Written task: Convert the material below into a numbered list, using only everything from the line containing "Place one point on every instance of the girl" down to the line containing "Target: green foliage", both ends included. Leave out blank lines.

# Dataset excerpts start

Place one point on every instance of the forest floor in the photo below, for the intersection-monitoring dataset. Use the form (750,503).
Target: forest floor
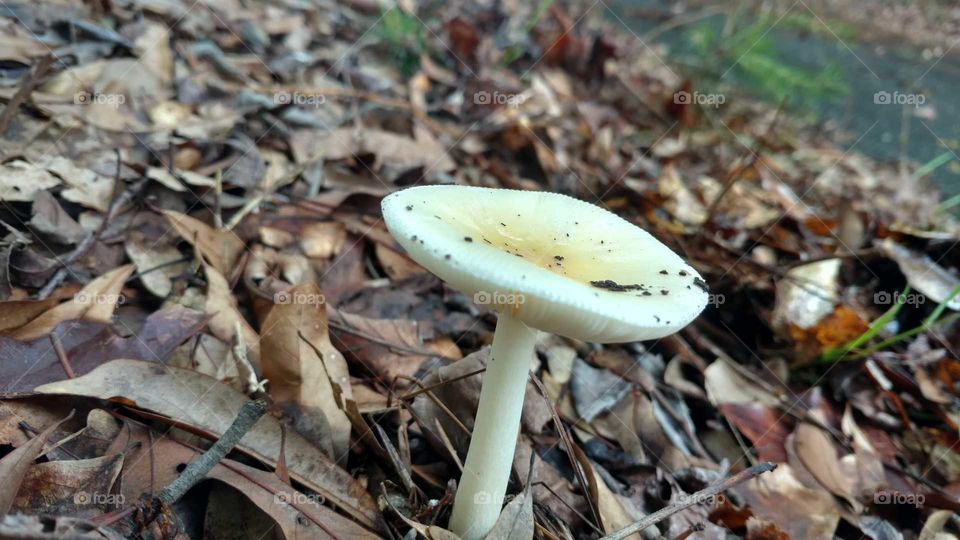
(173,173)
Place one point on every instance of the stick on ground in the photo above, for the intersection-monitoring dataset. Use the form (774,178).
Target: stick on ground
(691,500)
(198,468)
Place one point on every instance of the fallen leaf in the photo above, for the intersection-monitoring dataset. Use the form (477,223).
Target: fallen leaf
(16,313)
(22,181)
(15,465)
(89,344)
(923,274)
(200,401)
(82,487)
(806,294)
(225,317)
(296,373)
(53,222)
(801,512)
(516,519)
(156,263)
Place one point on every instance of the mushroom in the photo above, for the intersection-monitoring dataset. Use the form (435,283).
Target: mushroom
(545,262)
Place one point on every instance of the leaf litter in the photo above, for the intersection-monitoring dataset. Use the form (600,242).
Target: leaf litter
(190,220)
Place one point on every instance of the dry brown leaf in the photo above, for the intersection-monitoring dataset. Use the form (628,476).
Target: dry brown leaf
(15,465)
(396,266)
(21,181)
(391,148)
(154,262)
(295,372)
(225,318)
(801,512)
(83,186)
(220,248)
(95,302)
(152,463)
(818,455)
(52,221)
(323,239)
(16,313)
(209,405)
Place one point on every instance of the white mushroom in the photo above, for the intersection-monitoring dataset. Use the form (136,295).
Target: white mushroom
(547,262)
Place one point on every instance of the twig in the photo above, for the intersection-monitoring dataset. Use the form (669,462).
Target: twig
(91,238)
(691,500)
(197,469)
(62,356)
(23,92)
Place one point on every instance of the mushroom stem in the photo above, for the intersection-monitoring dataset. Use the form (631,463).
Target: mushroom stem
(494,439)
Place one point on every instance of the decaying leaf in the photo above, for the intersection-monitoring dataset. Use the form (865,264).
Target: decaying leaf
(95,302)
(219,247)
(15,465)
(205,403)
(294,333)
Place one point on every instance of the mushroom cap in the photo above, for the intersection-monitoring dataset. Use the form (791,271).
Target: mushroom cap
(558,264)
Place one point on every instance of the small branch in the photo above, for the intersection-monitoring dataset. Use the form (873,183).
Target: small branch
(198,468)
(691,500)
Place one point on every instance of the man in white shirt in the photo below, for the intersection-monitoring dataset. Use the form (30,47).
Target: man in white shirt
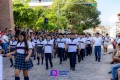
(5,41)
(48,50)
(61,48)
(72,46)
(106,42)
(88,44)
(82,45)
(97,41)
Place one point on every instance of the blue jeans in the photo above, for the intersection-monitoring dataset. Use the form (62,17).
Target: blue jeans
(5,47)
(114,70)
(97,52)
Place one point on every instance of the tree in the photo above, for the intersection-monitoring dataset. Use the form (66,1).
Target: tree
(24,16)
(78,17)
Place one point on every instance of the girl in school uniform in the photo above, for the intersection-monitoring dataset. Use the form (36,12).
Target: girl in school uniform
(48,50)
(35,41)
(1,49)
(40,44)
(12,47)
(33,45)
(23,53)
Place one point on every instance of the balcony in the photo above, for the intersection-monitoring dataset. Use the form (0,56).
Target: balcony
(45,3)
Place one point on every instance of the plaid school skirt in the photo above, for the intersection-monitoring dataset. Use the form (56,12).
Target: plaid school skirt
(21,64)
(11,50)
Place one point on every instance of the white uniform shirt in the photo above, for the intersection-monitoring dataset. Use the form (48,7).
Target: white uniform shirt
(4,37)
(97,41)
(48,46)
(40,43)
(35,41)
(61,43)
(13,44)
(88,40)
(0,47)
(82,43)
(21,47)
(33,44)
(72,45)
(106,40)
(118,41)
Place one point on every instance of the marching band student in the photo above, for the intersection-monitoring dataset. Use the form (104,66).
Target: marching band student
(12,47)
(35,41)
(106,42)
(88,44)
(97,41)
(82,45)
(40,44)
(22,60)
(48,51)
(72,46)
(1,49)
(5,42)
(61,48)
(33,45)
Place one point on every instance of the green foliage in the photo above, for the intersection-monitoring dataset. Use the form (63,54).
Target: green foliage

# Dataset excerpts end
# Dataset excerpts start

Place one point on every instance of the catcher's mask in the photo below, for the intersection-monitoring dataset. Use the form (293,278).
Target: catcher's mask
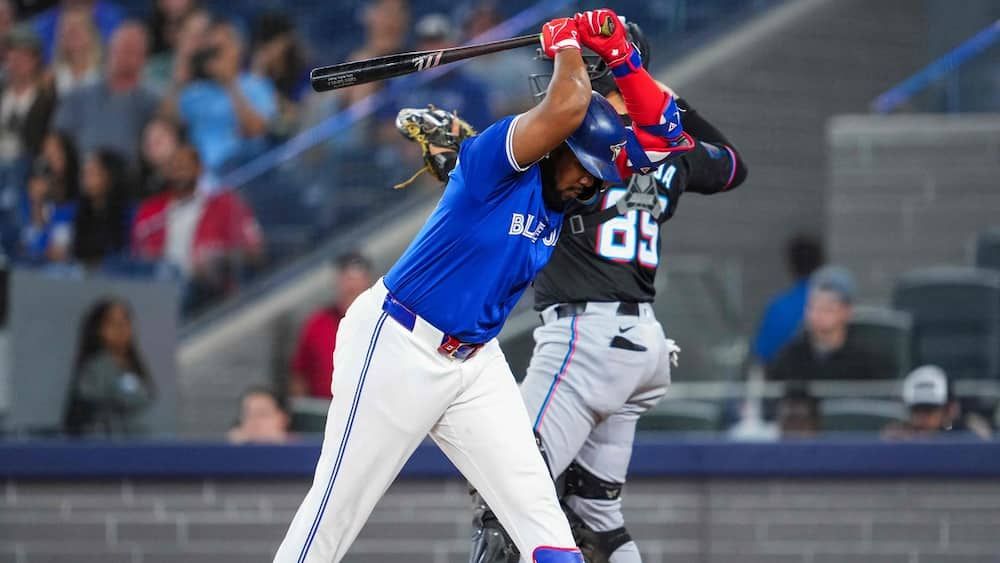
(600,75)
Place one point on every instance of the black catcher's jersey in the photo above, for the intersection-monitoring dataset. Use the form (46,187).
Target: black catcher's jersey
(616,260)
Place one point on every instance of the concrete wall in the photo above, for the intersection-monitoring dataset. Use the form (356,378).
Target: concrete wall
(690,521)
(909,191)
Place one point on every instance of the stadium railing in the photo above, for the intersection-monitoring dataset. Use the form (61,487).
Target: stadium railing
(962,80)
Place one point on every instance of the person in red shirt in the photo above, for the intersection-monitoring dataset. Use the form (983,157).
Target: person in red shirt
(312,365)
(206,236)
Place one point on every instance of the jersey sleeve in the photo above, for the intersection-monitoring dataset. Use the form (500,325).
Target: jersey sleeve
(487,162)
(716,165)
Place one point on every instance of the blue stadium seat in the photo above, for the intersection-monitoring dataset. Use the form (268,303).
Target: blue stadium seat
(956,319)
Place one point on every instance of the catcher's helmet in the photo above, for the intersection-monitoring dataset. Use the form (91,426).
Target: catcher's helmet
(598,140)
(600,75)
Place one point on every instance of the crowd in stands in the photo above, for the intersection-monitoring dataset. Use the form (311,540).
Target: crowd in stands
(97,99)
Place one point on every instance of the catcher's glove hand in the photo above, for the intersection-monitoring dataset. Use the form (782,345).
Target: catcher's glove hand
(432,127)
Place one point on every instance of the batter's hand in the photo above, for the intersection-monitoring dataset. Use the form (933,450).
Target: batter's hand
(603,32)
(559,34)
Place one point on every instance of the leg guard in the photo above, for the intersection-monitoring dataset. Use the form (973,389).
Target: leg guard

# Dataset excerpts end

Task result:
1. Place one point on every instance of the girl in school uniform in the photo above, for the intersection-monitoring dataset. Use the form (36,12).
2. Target: girl in school uniform
3. (48,50)
4. (35,41)
5. (1,49)
6. (40,44)
7. (12,47)
8. (33,45)
9. (23,53)
10. Place one point on every instance of the balcony in the photo above, for the intersection-monitoring dataset. Use the form (0,56).
11. Target: balcony
12. (45,3)
13. Place one point on every instance of the plaid school skirt in the photo above, for the intersection-monitoring dataset. Use the form (56,12).
14. Target: plaid school skirt
15. (21,64)
16. (11,50)
17. Place one point on every instance of the white uniform shirt in the photo above, for the intersection-monitoring dataset. Use the form (48,7).
18. Target: white uniform shirt
19. (4,37)
20. (97,41)
21. (48,46)
22. (40,43)
23. (35,41)
24. (61,43)
25. (13,44)
26. (88,40)
27. (0,47)
28. (82,43)
29. (21,47)
30. (33,44)
31. (72,45)
32. (106,40)
33. (118,41)
34. Place one point on every instance of the marching band student in the photo above, for the intersection-monitoring dataset. Use the form (104,66).
35. Target: marching band student
36. (12,47)
37. (35,41)
38. (106,42)
39. (88,44)
40. (97,41)
41. (82,45)
42. (40,44)
43. (22,60)
44. (48,51)
45. (72,46)
46. (1,49)
47. (5,42)
48. (61,48)
49. (33,45)
50. Place one point on every instance of the green foliage in the photo above, for the intersection-monitoring dataset. Use the form (63,54).
51. Target: green foliage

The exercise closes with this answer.